[Exercise materials — start]
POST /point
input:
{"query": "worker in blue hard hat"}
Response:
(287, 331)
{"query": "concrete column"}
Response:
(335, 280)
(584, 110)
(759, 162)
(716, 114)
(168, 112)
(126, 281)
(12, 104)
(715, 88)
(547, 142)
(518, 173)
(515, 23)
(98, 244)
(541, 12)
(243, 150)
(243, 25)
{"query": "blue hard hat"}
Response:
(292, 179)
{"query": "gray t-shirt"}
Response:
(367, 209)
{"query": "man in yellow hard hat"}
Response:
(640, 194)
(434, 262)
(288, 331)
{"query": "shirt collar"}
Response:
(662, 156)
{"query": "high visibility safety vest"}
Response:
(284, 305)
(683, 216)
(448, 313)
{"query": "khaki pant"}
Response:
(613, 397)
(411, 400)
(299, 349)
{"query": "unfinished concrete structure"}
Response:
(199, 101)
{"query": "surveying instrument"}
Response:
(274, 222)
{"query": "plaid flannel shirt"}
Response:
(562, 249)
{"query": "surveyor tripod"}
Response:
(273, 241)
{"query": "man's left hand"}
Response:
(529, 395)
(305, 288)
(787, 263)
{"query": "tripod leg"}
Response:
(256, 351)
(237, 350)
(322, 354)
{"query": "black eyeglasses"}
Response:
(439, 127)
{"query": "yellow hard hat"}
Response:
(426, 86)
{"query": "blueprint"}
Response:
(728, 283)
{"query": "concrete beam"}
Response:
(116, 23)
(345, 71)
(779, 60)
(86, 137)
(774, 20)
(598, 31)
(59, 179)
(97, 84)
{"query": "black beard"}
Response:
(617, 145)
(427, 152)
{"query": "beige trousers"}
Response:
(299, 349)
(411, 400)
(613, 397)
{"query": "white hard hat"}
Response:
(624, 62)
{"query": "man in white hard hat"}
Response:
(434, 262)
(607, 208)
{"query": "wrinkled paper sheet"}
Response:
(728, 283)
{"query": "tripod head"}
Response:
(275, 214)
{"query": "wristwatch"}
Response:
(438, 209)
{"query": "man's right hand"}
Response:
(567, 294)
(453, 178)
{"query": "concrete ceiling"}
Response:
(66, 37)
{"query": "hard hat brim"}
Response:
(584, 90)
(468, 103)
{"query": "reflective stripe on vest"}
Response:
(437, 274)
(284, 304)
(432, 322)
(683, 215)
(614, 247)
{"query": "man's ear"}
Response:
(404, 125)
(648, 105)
[Exercise materials — finish]
• Directions for this task
Give back the data above exactly, so that every line matches.

• Result of this task
POST /point
input:
{"query": "worker in blue hard hat"}
Response:
(287, 331)
{"query": "concrete column"}
Response:
(335, 280)
(584, 110)
(759, 162)
(716, 114)
(168, 112)
(126, 281)
(12, 104)
(715, 88)
(547, 142)
(518, 173)
(515, 23)
(98, 244)
(541, 12)
(243, 150)
(243, 25)
{"query": "blue hard hat"}
Response:
(292, 179)
{"query": "gray t-shirt"}
Response:
(367, 209)
{"query": "man in yellow hard hat"}
Response:
(640, 194)
(434, 262)
(288, 331)
{"query": "shirt collar"}
Response:
(662, 156)
{"query": "high visibility safety vest"}
Response:
(284, 305)
(683, 216)
(448, 313)
{"query": "khaki pant"}
Response:
(613, 397)
(411, 400)
(299, 349)
{"query": "unfinished concrete structure"}
Response:
(199, 101)
{"query": "surveying instrument"}
Response:
(274, 222)
{"query": "plaid flannel shirt"}
Response:
(562, 249)
{"query": "surveyor tripod"}
Response:
(273, 241)
{"query": "man's left hand"}
Response:
(529, 395)
(305, 288)
(787, 263)
{"query": "tripod leg"}
Response:
(256, 351)
(237, 350)
(322, 354)
{"query": "black eyeglasses"}
Response:
(439, 127)
{"query": "yellow hard hat"}
Response:
(426, 86)
{"query": "blueprint"}
Response:
(728, 283)
{"query": "concrete beam"}
Response:
(116, 23)
(345, 71)
(779, 60)
(86, 137)
(774, 20)
(598, 31)
(59, 179)
(97, 84)
{"query": "black beard"}
Response:
(617, 145)
(427, 152)
{"query": "beige trousers"}
Response:
(299, 349)
(411, 400)
(613, 397)
{"query": "white hard hat"}
Response:
(624, 62)
{"query": "man in white hard hat"}
Response:
(434, 262)
(607, 208)
{"query": "wrinkled paper sheet"}
Response:
(728, 283)
{"query": "tripod head"}
Response:
(275, 214)
{"query": "wristwatch"}
Response:
(438, 209)
{"query": "man's right hand"}
Response:
(567, 294)
(453, 178)
{"query": "concrete ceiling"}
Response:
(66, 37)
{"query": "hard hat brim"}
Response:
(584, 90)
(468, 103)
{"query": "reflective stripe on vest"}
Response:
(437, 274)
(284, 304)
(432, 322)
(683, 215)
(614, 247)
{"query": "man's ear"}
Response:
(404, 125)
(648, 105)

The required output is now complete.